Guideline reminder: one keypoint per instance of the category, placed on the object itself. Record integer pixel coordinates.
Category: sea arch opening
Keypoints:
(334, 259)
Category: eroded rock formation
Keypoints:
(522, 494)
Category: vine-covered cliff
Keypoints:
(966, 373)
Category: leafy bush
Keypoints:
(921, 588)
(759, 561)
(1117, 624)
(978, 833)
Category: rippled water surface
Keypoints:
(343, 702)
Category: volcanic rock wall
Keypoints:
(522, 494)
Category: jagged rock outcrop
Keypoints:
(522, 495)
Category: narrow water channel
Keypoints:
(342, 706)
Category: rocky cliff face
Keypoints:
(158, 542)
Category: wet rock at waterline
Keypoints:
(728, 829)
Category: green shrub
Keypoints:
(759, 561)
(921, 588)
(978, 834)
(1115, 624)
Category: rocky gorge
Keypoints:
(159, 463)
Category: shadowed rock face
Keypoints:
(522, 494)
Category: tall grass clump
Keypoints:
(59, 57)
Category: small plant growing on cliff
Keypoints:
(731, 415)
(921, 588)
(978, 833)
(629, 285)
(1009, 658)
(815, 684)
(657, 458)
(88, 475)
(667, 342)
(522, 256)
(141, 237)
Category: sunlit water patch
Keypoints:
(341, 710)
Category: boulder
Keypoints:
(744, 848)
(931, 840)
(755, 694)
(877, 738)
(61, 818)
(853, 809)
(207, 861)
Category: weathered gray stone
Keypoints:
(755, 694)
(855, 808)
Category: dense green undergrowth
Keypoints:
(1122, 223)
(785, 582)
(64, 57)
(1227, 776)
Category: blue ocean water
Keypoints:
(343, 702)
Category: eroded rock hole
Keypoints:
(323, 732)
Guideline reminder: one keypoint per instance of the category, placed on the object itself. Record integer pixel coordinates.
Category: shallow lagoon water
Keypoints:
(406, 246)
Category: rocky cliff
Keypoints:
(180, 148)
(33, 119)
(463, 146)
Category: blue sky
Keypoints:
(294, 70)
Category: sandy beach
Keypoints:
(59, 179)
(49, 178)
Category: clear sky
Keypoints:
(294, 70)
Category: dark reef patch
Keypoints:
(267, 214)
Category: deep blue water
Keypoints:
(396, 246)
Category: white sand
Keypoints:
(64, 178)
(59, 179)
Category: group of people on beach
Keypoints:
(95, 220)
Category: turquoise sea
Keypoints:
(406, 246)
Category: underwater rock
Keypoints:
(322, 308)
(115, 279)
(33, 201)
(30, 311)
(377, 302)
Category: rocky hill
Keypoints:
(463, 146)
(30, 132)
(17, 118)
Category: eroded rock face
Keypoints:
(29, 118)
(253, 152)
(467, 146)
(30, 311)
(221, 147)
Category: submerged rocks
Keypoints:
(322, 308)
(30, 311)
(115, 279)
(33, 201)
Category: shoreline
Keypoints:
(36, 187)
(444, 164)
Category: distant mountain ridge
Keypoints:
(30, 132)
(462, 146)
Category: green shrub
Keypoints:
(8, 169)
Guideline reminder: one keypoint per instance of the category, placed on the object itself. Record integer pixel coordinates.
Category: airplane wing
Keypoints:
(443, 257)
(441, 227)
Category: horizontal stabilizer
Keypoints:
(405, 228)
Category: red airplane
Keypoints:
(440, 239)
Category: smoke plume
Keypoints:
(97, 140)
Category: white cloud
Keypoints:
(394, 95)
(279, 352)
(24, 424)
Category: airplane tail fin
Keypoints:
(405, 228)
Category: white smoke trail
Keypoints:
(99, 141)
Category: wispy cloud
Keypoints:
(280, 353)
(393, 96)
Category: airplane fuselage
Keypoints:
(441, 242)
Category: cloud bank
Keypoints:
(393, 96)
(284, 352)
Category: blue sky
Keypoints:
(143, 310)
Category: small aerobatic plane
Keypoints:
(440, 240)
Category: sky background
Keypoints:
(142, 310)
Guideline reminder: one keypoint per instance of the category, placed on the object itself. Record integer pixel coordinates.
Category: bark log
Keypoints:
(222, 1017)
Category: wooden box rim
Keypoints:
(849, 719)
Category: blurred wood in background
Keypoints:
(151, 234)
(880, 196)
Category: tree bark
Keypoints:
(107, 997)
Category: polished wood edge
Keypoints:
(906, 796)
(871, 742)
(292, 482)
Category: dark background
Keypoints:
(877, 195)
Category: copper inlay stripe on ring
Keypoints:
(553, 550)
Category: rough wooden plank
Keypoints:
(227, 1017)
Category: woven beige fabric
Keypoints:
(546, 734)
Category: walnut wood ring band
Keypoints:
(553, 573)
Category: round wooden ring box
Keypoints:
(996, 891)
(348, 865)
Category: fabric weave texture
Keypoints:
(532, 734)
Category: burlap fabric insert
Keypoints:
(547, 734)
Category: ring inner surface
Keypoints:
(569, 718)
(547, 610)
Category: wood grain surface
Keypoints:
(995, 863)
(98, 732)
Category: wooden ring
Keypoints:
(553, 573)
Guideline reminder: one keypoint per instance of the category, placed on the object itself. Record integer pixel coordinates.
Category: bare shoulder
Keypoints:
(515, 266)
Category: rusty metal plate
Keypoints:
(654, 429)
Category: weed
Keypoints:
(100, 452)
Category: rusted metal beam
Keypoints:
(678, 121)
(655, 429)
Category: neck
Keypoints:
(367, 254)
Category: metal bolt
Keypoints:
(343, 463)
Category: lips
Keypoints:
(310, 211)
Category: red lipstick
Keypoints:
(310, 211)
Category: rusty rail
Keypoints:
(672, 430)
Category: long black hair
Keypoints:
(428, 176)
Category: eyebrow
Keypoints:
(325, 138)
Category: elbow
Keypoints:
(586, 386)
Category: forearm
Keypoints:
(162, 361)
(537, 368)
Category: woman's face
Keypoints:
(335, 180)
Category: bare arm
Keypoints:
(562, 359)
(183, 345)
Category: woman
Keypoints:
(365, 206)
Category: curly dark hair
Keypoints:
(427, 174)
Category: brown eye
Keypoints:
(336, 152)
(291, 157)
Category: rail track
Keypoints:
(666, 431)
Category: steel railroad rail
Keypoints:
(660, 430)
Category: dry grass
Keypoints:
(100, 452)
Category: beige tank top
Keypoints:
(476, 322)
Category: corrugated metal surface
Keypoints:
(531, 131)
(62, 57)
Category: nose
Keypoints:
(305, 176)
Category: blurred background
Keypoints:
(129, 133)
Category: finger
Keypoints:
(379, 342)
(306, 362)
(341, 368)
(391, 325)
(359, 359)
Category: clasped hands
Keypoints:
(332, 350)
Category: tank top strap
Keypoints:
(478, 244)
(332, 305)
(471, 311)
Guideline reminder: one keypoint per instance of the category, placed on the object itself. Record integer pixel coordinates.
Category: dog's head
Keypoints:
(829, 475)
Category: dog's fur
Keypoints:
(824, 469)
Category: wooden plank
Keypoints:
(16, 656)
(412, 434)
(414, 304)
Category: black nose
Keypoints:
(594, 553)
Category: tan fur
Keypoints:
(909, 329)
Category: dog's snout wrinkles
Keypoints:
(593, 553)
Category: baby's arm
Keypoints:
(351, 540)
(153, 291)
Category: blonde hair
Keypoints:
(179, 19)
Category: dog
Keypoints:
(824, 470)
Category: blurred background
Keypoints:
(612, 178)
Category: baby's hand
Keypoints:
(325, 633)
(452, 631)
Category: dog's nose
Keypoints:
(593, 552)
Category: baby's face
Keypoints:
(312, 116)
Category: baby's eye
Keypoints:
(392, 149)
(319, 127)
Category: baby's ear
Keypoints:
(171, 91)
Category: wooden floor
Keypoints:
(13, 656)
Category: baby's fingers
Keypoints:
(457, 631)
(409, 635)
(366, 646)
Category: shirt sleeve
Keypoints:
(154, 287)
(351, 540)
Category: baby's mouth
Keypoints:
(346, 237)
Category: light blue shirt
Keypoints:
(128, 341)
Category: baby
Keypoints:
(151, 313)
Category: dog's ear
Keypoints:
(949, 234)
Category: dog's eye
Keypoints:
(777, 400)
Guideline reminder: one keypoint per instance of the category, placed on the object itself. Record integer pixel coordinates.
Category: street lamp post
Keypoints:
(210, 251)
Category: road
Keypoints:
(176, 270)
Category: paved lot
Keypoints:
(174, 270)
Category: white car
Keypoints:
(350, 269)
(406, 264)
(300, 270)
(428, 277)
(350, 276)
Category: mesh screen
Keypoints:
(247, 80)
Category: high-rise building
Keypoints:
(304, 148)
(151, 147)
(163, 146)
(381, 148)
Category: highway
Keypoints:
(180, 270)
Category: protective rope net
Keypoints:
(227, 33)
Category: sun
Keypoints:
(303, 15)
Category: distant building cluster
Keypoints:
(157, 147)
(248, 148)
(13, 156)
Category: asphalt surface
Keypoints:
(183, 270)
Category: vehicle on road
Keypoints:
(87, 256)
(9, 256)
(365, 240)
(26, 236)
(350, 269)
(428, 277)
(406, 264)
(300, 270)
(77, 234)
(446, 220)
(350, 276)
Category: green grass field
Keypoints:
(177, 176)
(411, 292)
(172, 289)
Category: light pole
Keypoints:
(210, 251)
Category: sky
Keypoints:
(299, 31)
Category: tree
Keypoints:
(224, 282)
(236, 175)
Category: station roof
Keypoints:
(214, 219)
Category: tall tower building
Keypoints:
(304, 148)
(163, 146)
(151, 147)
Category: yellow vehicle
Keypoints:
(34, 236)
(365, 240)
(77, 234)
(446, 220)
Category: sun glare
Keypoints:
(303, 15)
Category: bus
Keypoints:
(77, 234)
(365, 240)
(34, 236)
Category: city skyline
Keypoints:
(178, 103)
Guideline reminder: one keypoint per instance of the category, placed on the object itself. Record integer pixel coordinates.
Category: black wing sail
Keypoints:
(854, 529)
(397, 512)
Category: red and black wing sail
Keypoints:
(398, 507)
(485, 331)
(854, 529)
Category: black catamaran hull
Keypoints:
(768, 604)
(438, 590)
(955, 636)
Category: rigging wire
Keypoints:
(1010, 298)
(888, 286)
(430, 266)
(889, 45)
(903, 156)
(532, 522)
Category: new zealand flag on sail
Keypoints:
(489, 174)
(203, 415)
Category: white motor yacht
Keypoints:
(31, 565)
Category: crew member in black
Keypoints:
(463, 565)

++++

● **Problem requirements**
Reproduce the data verbatim, beginning with the line that reads "Category: high-rise building" and continuing through the final line of the data.

● **Problem solution**
Category: high-rise building
Keypoints:
(304, 148)
(151, 147)
(163, 146)
(381, 148)
Category: highway
Keypoints:
(180, 270)
Category: protective rope net
Keypoints:
(227, 33)
Category: sun
Keypoints:
(303, 15)
Category: distant building cluster
Keypoints:
(157, 147)
(248, 148)
(13, 156)
Category: asphalt surface
Keypoints:
(183, 270)
Category: vehicle on road
Keypoints:
(87, 256)
(9, 256)
(365, 240)
(26, 236)
(350, 269)
(428, 277)
(406, 264)
(300, 270)
(77, 234)
(446, 220)
(350, 276)
Category: green grass field
Keypoints:
(177, 176)
(411, 292)
(172, 289)
Category: light pole
Keypoints:
(210, 251)
Category: sky
Keypoints:
(299, 31)
Category: tree
Keypoints:
(224, 282)
(236, 175)
Category: station roof
Keypoints:
(214, 219)
Category: tall tower building
Keypoints:
(304, 148)
(163, 146)
(151, 147)
Category: yellow vehicle
Keypoints:
(34, 236)
(365, 240)
(77, 234)
(446, 220)
Category: sun glare
Keypoints:
(303, 15)
Category: bus
Keypoints:
(77, 234)
(365, 240)
(34, 236)
Category: city skyline
Keypoints:
(178, 103)
Guideline reminder: one keypoint per instance of the category, placed on the object itself. Record integer pixel coordinates.
Category: black wing sail
Keypoints:
(854, 529)
(397, 512)
Category: red and black wing sail
Keypoints:
(398, 507)
(485, 331)
(854, 529)
Category: black catamaran hull
Keypoints:
(768, 604)
(438, 590)
(955, 636)
Category: rigging wire
Keypoints:
(1010, 298)
(888, 286)
(430, 266)
(889, 45)
(903, 156)
(532, 522)
Category: new zealand flag on sail
Keypoints:
(489, 174)
(203, 415)
Category: white motor yacht
Keypoints:
(31, 565)
Category: crew member in black
Keypoints:
(463, 565)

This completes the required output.